● **TEXTO MOSTRADO**
———
El auge de los movimientos y partidos de extrema derecha es, sin duda, uno de los acontecimientos recientes más preocupantes. En muchos países del mundo están cosechando éxitos asombrosos. Basta pensar en varios países europeos, como Italia, en donde un partido postfascista está ahora en el gobierno; un país escandinavo como Suecia, en el que los «demócratas» de extrema derecha están en la alianza mayoritaria; el éxito de Rassemblement National en Francia y Vox en España; un gobierno conservador en Polonia; una «democracia iliberal» en Hungría; gobiernos de derechas en Turquía e Israel... Fuera de Europa, pensemos en Duterte en Filipinas (su hija es ahora vicepresidenta), Jair Bolsonaro en Brasil, Narendra Modi en la India. Entre medias pensemos en Donald Trump en EE. UU. y Vladimir Putin en Rusia. Ya no son excepciones.
Obviamente, todos tienen sus características específicas y no se puede meter a todos esos partidos en el mismo saco. Las circunstancias políticas y sociales de cada país son diferentes, y el contexto histórico también influye mucho en el desarrollo de estos partidos y movimientos.
Cabe preguntarse de dónde viene este éxito. ¿Cómo explicarlo? Está claro que no todo se puede remitir a la Segunda Guerra Mundial o a la República Española. Vivimos en el siglo 21, después de casi medio siglo de crecimiento económico y bienestar y casi otro medio siglo de políticas neoliberales.
———
● **OBJETIVO 1**
Responde a estas preguntas sobre el texto acerca de la extrema derecha:
(a) ¿Qué partido de España se menciona?
(b) ¿Qué cargo ocupa ahora la hija de Duterte?
(c) ¿A qué dos hechos históricos dice el texto que no se puede remitir todo?
● **OBJETIVO 2**
Transcribe del texto acerca de la extrema derecha el fragmento que comienza en las palabras "El auge de los" y termina tras las palabras "no son excepciones.".

Entradas de anotación de coordenadas
———
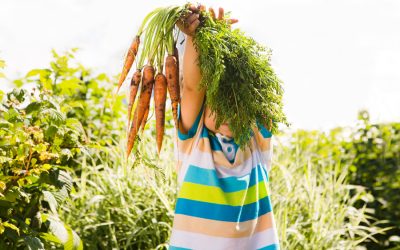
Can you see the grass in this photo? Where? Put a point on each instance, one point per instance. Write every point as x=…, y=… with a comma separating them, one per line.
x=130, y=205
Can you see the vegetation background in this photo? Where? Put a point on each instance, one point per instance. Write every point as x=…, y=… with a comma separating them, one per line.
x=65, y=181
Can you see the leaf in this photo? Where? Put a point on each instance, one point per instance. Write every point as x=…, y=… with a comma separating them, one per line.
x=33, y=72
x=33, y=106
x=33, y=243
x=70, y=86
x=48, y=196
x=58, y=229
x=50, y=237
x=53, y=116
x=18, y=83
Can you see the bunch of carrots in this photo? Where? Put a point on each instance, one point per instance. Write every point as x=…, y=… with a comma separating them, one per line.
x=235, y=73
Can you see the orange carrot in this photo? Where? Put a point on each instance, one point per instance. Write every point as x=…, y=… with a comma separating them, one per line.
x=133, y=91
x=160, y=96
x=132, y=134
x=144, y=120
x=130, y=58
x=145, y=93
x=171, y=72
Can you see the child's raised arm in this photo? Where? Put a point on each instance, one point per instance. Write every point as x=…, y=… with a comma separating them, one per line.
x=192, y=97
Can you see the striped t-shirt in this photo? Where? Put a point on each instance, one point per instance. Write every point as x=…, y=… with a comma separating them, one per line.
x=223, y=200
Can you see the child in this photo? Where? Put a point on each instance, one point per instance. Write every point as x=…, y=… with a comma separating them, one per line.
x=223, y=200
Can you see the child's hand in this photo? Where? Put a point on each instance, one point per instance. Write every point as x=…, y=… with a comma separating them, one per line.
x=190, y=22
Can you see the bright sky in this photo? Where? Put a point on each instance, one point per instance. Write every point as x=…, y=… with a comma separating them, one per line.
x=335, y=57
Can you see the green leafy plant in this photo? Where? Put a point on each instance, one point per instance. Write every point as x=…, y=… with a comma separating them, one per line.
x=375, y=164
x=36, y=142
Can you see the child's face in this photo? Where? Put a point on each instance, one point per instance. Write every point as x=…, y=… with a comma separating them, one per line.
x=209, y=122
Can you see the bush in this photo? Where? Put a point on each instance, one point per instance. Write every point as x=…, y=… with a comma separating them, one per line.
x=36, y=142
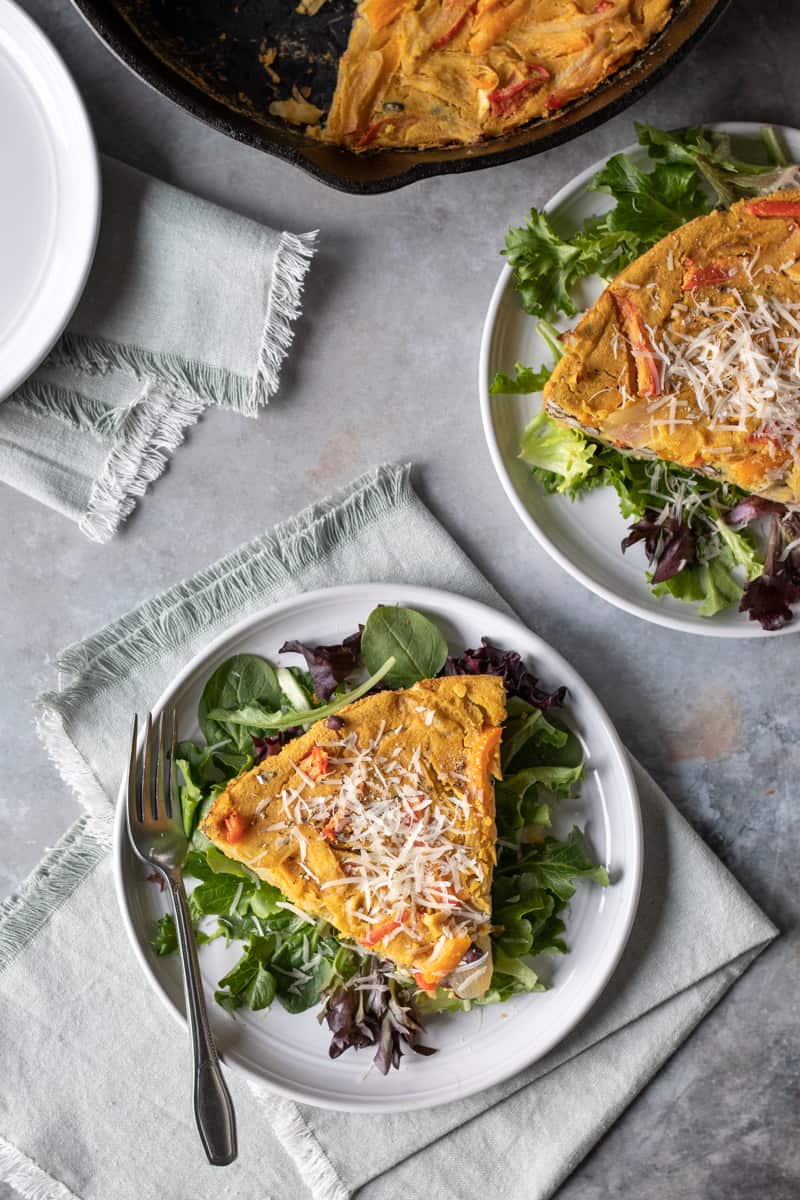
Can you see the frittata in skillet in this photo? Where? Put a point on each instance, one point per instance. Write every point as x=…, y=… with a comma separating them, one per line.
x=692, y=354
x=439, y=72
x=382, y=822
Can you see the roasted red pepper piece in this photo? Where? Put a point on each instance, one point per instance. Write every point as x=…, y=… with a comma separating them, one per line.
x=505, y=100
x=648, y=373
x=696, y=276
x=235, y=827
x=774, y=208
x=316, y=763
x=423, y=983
———
● **RESULTADO ESPERADO 1**
(a) Se menciona Vox.
(b) Es vicepresidenta.
(c) Son la Segunda Guerra Mundial y la República Española.

● **RESULTADO ESPERADO 2**
El auge de los movimientos y partidos de extrema derecha es, sin duda, uno de los acontecimientos recientes más preocupantes. En muchos países del mundo están cosechando éxitos asombrosos. Basta pensar en varios países europeos, como Italia, en donde un partido postfascista está ahora en el gobierno; un país escandinavo como Suecia, en el que los «demócratas» de extrema derecha están en la alianza mayoritaria; el éxito de Rassemblement National en Francia y Vox en España; un gobierno conservador en Polonia; una «democracia iliberal» en Hungría; gobiernos de derechas en Turquía e Israel... Fuera de Europa, pensemos en Duterte en Filipinas (su hija es ahora vicepresidenta), Jair Bolsonaro en Brasil, Narendra Modi en la India. Entre medias pensemos en Donald Trump en EE. UU. y Vladimir Putin en Rusia. Ya no son excepciones.